--- start ---

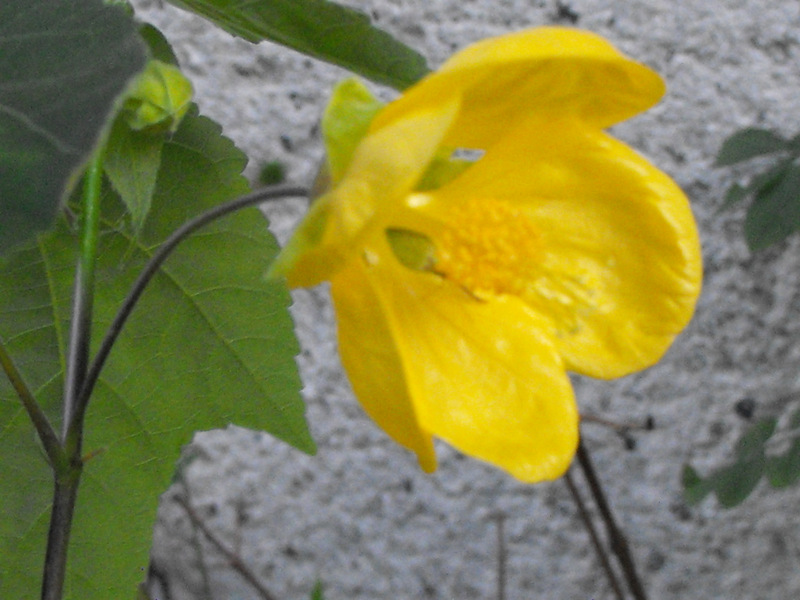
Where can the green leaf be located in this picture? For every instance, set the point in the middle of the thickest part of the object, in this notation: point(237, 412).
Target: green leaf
point(775, 212)
point(749, 143)
point(735, 194)
point(157, 99)
point(131, 163)
point(784, 470)
point(734, 483)
point(62, 65)
point(210, 343)
point(160, 48)
point(319, 28)
point(345, 123)
point(694, 487)
point(751, 444)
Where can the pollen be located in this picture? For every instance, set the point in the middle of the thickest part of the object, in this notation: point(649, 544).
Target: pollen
point(490, 247)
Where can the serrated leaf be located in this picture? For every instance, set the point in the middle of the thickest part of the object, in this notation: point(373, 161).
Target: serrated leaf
point(734, 483)
point(62, 65)
point(211, 343)
point(749, 143)
point(775, 211)
point(319, 28)
point(784, 470)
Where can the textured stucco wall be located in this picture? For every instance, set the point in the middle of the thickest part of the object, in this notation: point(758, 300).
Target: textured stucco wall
point(360, 515)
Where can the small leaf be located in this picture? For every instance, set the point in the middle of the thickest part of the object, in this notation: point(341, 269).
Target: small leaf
point(131, 163)
point(749, 143)
point(319, 28)
point(775, 212)
point(345, 122)
point(157, 99)
point(62, 66)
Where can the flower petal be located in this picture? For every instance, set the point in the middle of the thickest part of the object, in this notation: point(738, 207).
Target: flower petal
point(620, 271)
point(369, 354)
point(547, 70)
point(483, 376)
point(384, 168)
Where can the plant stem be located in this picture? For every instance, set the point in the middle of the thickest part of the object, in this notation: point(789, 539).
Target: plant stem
point(502, 559)
point(233, 559)
point(68, 474)
point(83, 297)
point(617, 539)
point(598, 546)
point(48, 436)
point(163, 252)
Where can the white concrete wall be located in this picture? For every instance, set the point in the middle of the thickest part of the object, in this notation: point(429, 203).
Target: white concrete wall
point(360, 515)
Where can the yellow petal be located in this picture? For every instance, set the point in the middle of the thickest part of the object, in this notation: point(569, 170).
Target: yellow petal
point(619, 269)
point(369, 355)
point(385, 167)
point(483, 376)
point(546, 71)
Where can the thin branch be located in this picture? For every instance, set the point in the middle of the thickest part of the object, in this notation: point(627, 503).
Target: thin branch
point(48, 436)
point(158, 259)
point(595, 538)
point(67, 474)
point(619, 544)
point(500, 518)
point(233, 559)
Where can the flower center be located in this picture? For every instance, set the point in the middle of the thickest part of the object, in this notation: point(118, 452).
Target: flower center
point(489, 248)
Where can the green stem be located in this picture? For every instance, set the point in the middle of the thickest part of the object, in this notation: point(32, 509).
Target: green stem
point(83, 296)
point(48, 436)
point(67, 476)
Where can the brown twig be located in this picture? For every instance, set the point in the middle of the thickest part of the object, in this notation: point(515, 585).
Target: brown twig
point(500, 518)
point(234, 560)
point(593, 536)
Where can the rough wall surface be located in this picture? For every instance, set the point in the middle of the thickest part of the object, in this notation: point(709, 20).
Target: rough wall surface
point(360, 516)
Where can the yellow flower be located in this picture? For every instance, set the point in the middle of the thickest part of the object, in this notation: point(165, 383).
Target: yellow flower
point(466, 289)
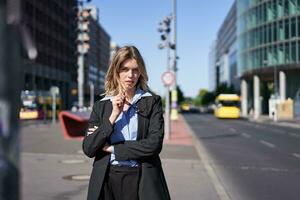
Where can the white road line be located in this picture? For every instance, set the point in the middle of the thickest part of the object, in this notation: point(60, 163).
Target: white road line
point(294, 135)
point(215, 179)
point(296, 155)
point(246, 135)
point(268, 144)
point(232, 129)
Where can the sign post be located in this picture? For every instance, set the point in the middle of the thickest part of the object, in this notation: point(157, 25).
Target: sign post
point(168, 79)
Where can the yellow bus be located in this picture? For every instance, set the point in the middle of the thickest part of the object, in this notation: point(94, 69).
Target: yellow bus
point(227, 106)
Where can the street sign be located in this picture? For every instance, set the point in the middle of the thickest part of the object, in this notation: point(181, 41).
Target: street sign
point(168, 78)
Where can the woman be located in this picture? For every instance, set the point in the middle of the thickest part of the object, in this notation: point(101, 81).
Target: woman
point(125, 135)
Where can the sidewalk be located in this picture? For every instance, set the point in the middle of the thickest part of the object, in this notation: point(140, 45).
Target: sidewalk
point(185, 172)
point(55, 168)
point(292, 123)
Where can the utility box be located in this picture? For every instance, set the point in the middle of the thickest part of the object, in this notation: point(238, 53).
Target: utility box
point(285, 109)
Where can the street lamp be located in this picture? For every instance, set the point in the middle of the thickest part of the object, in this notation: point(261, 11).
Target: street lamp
point(82, 47)
point(164, 29)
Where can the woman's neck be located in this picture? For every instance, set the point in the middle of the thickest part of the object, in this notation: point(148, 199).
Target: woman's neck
point(129, 94)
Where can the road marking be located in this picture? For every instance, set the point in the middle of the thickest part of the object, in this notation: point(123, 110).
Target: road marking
point(294, 135)
point(296, 155)
point(232, 129)
point(215, 179)
point(246, 135)
point(268, 144)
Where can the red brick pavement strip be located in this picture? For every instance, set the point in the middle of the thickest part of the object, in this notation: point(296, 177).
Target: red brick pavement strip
point(179, 133)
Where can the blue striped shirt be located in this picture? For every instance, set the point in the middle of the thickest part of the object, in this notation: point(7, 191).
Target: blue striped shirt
point(126, 127)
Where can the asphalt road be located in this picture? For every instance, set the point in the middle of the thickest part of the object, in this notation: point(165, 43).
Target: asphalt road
point(252, 161)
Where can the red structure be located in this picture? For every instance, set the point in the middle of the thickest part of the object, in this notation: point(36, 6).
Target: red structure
point(74, 124)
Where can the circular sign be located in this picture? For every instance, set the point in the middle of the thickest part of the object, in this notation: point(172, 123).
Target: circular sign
point(168, 78)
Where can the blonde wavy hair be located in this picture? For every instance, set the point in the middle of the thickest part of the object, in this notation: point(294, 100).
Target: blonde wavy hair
point(113, 85)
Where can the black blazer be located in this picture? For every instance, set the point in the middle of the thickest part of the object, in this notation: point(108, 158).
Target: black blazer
point(145, 149)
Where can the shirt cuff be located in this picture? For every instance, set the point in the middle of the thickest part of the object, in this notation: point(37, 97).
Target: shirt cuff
point(112, 149)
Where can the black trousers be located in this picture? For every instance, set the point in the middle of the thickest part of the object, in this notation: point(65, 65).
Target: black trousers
point(120, 183)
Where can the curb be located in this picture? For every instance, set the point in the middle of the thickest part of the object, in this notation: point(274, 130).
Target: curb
point(279, 123)
point(205, 159)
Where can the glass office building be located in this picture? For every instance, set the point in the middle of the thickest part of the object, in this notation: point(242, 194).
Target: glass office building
point(269, 42)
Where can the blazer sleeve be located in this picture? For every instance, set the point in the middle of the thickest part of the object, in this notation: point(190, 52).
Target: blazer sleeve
point(94, 142)
point(151, 145)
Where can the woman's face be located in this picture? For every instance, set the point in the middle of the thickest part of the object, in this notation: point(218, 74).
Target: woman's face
point(129, 74)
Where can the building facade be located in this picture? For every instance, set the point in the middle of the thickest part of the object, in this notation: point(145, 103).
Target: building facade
point(226, 49)
point(268, 51)
point(51, 23)
point(96, 60)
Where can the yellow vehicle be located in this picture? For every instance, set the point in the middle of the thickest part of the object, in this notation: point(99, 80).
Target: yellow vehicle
point(227, 106)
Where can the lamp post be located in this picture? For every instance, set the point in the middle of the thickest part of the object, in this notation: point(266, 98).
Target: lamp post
point(82, 47)
point(174, 96)
point(165, 37)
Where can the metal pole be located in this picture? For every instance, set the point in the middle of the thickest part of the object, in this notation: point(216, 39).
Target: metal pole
point(275, 82)
point(53, 107)
point(91, 95)
point(80, 70)
point(167, 113)
point(174, 97)
point(10, 90)
point(80, 81)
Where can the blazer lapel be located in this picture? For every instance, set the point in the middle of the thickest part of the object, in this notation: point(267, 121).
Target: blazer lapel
point(144, 109)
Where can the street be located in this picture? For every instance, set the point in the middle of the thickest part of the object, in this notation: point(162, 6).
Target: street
point(252, 161)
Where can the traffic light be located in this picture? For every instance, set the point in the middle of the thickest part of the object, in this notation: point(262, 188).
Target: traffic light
point(164, 29)
point(83, 30)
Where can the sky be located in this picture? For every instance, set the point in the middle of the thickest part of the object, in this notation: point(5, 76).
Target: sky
point(135, 22)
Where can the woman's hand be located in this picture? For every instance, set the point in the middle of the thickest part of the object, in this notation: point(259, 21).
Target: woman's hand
point(108, 148)
point(118, 105)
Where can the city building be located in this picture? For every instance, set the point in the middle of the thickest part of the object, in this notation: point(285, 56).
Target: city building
point(226, 50)
point(51, 24)
point(96, 59)
point(268, 52)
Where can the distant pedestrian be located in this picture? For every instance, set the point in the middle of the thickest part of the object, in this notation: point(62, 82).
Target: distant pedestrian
point(125, 135)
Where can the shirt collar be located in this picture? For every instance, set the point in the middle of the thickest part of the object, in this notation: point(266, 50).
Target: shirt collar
point(139, 93)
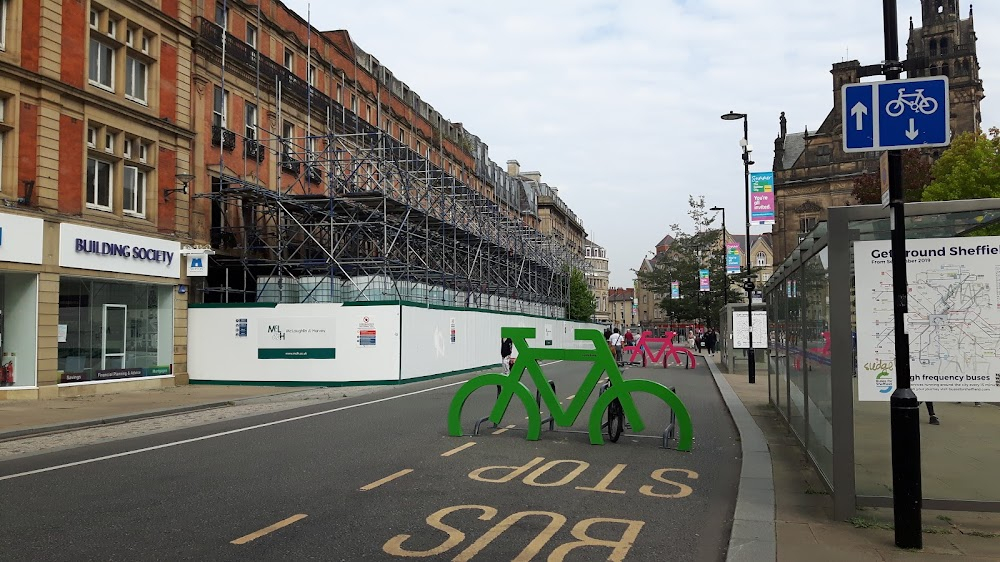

--- end ---

* Problem statement
Identify every line in the rows above that contains the string "shirt", and copy each one. Matching is case-sensitive.

* Problem solution
Where can the blue striped shirt be located in this picture? For every instance, set the point in the middle of the thickest part of the object, in this notation: point(7, 191).
Target: blue striped shirt
Where can the shirt cuff be located in this picture? For every instance, set the point in the middle of the thickest part of the object, in this notation: point(37, 97).
Target: shirt cuff
Where can the shirt collar be located in this picture? For every instance, set the point in the middle of the thickest part of the object, in this notation: point(266, 50).
Target: shirt collar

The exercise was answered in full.